*Task goal*.
Give back exactly the lines from the one that includes "the stone building" to the last line below, both included, and no further lines.
◇ ◇ ◇ ◇ ◇
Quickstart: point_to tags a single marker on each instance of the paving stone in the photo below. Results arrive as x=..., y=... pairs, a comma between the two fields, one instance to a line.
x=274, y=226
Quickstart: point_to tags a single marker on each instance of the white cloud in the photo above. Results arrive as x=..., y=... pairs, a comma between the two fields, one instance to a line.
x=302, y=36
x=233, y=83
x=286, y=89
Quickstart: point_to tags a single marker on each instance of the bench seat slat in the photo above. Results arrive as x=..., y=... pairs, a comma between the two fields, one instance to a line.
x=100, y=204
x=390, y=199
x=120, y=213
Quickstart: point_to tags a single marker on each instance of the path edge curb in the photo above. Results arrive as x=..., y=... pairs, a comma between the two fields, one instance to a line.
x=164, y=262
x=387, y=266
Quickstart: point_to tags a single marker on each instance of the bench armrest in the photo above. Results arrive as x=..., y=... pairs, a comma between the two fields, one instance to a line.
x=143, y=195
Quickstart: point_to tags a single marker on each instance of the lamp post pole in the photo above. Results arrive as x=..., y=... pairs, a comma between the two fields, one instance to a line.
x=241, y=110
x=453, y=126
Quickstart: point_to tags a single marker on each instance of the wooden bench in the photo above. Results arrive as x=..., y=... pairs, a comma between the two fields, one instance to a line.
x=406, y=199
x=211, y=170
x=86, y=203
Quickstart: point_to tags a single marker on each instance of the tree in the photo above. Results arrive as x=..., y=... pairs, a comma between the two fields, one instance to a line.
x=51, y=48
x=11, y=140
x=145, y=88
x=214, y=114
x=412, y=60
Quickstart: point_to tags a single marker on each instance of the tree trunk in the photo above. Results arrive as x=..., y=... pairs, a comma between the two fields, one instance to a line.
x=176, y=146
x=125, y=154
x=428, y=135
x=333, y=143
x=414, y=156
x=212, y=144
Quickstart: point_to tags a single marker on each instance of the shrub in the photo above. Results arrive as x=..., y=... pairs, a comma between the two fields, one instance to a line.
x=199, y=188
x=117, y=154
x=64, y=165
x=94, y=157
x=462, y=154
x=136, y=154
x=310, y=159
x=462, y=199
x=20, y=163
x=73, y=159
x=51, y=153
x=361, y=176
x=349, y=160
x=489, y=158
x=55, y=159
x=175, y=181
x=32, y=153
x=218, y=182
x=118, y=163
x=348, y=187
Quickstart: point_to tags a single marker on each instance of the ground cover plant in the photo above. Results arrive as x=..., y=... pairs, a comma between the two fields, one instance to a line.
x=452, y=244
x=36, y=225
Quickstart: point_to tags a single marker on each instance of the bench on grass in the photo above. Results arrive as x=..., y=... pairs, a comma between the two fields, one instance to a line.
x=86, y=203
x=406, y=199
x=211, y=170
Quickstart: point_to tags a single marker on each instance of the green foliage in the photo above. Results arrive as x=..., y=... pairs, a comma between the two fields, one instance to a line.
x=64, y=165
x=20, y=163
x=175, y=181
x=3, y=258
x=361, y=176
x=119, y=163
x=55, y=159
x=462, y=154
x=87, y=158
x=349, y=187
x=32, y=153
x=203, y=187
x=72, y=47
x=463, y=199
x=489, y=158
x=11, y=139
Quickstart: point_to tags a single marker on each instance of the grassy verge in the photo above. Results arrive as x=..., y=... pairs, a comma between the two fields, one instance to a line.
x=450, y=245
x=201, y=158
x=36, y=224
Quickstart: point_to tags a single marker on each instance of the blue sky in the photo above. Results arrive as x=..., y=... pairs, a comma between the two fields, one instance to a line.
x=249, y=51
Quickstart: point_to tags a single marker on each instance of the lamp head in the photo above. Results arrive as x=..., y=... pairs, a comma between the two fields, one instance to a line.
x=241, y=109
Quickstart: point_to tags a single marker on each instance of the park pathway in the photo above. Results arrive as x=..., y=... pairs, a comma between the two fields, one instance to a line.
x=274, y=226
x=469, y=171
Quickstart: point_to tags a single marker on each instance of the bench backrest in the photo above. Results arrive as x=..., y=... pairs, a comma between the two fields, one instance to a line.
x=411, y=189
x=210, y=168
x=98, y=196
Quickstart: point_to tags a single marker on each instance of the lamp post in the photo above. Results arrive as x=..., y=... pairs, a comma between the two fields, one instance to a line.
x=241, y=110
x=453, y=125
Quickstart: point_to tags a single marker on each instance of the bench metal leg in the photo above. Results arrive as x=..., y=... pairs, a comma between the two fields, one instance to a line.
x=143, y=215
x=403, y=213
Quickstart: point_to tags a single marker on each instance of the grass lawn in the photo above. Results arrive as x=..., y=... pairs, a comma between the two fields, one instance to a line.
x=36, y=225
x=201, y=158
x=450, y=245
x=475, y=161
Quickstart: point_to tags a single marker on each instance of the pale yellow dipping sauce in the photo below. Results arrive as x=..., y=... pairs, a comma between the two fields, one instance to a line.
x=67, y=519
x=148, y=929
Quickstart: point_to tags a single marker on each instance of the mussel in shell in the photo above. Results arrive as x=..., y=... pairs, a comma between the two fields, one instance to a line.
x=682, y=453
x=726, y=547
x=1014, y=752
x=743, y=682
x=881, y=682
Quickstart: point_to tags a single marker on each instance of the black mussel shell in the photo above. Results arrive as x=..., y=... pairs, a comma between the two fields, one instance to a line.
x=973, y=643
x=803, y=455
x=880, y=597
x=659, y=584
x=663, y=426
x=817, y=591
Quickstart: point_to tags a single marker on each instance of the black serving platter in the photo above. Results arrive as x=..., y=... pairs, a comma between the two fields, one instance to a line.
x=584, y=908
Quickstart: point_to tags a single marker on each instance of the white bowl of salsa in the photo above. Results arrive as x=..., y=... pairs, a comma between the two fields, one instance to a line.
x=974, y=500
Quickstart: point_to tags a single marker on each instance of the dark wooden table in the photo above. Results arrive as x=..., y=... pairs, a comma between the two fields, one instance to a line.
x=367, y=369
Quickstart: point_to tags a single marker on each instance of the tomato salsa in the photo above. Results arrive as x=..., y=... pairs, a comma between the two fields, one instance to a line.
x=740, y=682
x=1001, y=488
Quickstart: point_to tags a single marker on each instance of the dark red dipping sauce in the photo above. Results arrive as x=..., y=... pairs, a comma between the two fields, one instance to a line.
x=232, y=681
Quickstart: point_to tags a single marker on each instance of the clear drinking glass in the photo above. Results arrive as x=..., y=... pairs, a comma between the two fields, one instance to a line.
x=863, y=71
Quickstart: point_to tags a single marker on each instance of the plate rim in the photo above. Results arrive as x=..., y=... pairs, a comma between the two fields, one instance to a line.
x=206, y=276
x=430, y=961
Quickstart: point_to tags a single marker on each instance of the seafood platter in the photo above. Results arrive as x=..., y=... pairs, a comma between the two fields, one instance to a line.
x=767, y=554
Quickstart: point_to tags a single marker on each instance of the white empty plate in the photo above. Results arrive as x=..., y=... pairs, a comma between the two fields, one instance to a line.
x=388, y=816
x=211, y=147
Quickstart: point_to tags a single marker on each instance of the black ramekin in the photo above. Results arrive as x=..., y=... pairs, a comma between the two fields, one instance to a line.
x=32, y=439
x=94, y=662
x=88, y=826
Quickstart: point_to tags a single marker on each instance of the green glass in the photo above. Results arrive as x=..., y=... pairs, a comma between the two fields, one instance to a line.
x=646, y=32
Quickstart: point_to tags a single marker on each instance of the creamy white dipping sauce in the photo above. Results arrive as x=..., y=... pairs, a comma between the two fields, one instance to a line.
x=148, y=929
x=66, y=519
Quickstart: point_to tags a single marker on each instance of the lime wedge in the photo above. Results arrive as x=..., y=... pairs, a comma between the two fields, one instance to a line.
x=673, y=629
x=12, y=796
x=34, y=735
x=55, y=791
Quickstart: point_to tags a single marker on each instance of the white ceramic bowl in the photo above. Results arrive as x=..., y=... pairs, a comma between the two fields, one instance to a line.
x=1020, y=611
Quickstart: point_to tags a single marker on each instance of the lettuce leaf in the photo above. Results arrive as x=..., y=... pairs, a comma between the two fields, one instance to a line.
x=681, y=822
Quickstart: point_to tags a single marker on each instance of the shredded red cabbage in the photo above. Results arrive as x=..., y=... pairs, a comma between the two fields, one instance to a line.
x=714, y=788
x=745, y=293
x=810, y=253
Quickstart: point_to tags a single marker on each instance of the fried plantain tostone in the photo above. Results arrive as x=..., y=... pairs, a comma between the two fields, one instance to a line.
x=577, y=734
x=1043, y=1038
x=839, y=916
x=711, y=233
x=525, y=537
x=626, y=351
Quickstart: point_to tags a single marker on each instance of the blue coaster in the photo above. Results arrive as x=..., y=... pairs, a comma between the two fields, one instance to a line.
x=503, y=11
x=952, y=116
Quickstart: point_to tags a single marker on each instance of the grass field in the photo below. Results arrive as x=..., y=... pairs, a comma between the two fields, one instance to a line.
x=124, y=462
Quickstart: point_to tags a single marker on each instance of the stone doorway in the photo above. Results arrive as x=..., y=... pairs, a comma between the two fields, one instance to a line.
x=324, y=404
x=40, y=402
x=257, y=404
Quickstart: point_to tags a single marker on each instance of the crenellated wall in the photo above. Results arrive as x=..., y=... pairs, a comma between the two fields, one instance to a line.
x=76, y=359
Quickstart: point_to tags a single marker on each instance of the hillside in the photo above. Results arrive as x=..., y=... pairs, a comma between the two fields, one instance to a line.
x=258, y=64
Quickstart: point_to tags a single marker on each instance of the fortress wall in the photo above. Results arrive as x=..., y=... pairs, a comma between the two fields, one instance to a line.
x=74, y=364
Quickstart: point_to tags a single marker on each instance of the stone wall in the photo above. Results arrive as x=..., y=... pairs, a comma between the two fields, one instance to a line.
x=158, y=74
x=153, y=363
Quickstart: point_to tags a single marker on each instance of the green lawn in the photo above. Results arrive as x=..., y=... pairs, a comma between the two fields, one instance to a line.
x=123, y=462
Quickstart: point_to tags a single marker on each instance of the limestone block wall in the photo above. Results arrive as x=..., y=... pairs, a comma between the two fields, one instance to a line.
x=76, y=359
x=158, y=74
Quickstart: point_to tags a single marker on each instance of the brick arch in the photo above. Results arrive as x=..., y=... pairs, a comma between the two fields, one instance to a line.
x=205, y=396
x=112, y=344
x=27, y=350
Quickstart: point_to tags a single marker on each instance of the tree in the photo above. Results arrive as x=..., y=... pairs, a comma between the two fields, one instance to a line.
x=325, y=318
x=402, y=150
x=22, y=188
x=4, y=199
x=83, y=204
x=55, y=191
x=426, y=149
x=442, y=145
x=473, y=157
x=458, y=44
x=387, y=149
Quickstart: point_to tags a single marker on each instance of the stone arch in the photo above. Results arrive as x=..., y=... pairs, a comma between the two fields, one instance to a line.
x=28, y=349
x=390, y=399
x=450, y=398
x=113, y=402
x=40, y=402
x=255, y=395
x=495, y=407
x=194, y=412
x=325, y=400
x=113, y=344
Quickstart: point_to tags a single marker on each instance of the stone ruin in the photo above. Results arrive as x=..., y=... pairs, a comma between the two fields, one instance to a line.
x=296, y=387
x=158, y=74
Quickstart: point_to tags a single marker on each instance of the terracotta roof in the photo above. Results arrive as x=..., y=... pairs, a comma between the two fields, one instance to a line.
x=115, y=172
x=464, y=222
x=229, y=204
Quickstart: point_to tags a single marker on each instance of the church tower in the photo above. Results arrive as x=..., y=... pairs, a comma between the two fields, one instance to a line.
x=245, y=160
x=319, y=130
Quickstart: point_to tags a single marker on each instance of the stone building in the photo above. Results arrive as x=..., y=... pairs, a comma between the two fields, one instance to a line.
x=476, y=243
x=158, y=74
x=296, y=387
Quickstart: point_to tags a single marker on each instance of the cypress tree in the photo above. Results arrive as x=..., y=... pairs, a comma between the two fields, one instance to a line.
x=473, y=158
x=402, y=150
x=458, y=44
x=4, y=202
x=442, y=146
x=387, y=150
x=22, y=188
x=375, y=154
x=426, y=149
◇ ◇ ◇ ◇ ◇
*Expected answer*.
Quickstart: point_to tags a single marker on each instance of the stone building in the photo above. Results arrive as x=..., y=... pairs, a comma between the two fields, one instance to a line.
x=476, y=243
x=158, y=74
x=296, y=387
Quickstart: point_to tags a single marker on each instance of the cypress tree in the photo above. Results arrive as x=..., y=... pairs, a comma between the two fields, one instance to a line.
x=473, y=158
x=402, y=150
x=458, y=44
x=4, y=202
x=442, y=146
x=387, y=150
x=22, y=188
x=375, y=154
x=426, y=149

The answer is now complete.